#### [Your task]
Switch every "Query" in the items below to "Label", keep everything else the same, and leave the pictures out of your copy.

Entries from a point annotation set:
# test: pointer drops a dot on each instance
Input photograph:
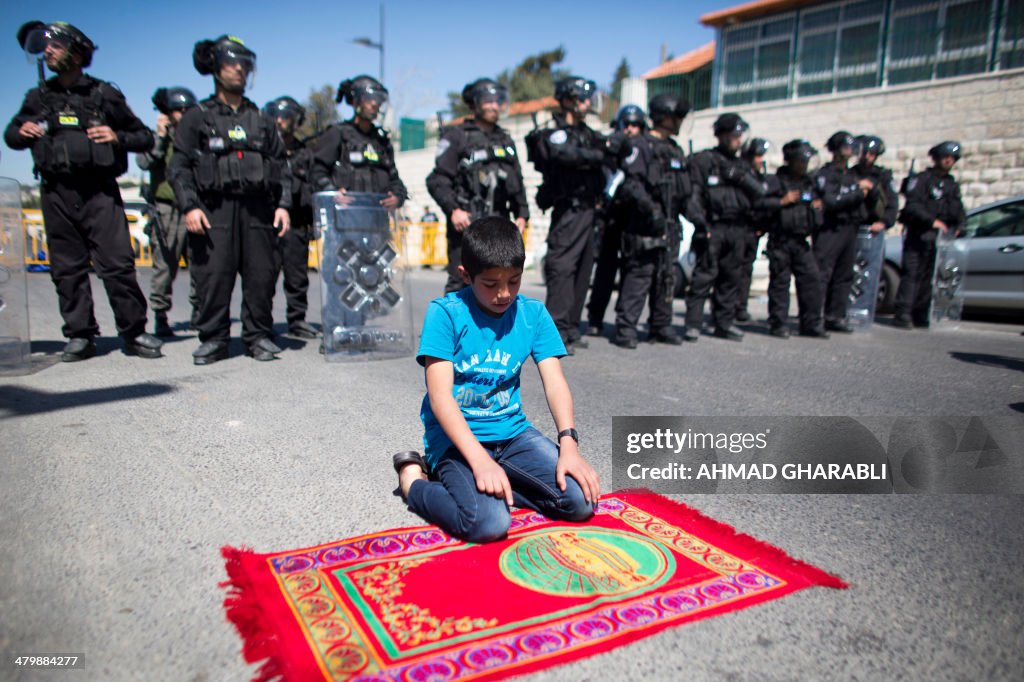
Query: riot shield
(366, 308)
(947, 282)
(15, 353)
(866, 270)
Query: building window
(758, 59)
(939, 39)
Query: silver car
(994, 280)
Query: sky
(430, 48)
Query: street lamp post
(379, 46)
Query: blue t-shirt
(487, 353)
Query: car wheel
(888, 286)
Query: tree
(534, 78)
(322, 111)
(622, 73)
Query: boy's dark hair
(493, 242)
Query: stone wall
(984, 112)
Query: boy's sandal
(400, 460)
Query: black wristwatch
(572, 433)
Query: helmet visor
(492, 94)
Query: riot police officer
(794, 210)
(356, 155)
(80, 130)
(569, 155)
(232, 185)
(293, 248)
(167, 230)
(629, 122)
(657, 186)
(476, 171)
(754, 152)
(843, 195)
(724, 188)
(881, 205)
(933, 206)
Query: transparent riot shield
(947, 282)
(866, 270)
(366, 309)
(15, 353)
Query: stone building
(912, 72)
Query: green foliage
(322, 111)
(534, 78)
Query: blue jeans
(451, 500)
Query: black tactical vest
(801, 218)
(669, 176)
(365, 162)
(231, 157)
(487, 176)
(66, 148)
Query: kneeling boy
(481, 452)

#### [Response to the exercise]
# test: pointer drops a dot on each instance
Input photograph:
Label: riot shield
(366, 308)
(947, 282)
(15, 353)
(866, 270)
Label: building window
(758, 59)
(939, 39)
Label: silver car
(994, 280)
Label: sky
(430, 48)
Label: street lamp post
(379, 46)
Label: blue t-shirt
(487, 353)
Label: car wheel
(888, 286)
Label: tree
(534, 78)
(322, 111)
(622, 73)
Label: boy's dark hair
(493, 242)
Label: stone wall
(984, 112)
Label: boy's sandal
(400, 460)
Label: black wristwatch
(572, 433)
Label: helmet visor
(492, 94)
Label: riot police officer
(794, 210)
(356, 155)
(80, 130)
(569, 155)
(232, 185)
(293, 248)
(167, 230)
(629, 122)
(657, 186)
(476, 171)
(754, 152)
(843, 195)
(724, 188)
(881, 205)
(933, 206)
Label: transparent riot shield
(947, 282)
(866, 270)
(366, 309)
(15, 353)
Label: stone building
(912, 72)
Label: green foliage
(322, 111)
(534, 78)
Label: blue jeans
(451, 500)
Label: black tactical vest
(801, 218)
(669, 176)
(365, 162)
(231, 157)
(487, 176)
(66, 148)
Label: kneeling boy
(481, 452)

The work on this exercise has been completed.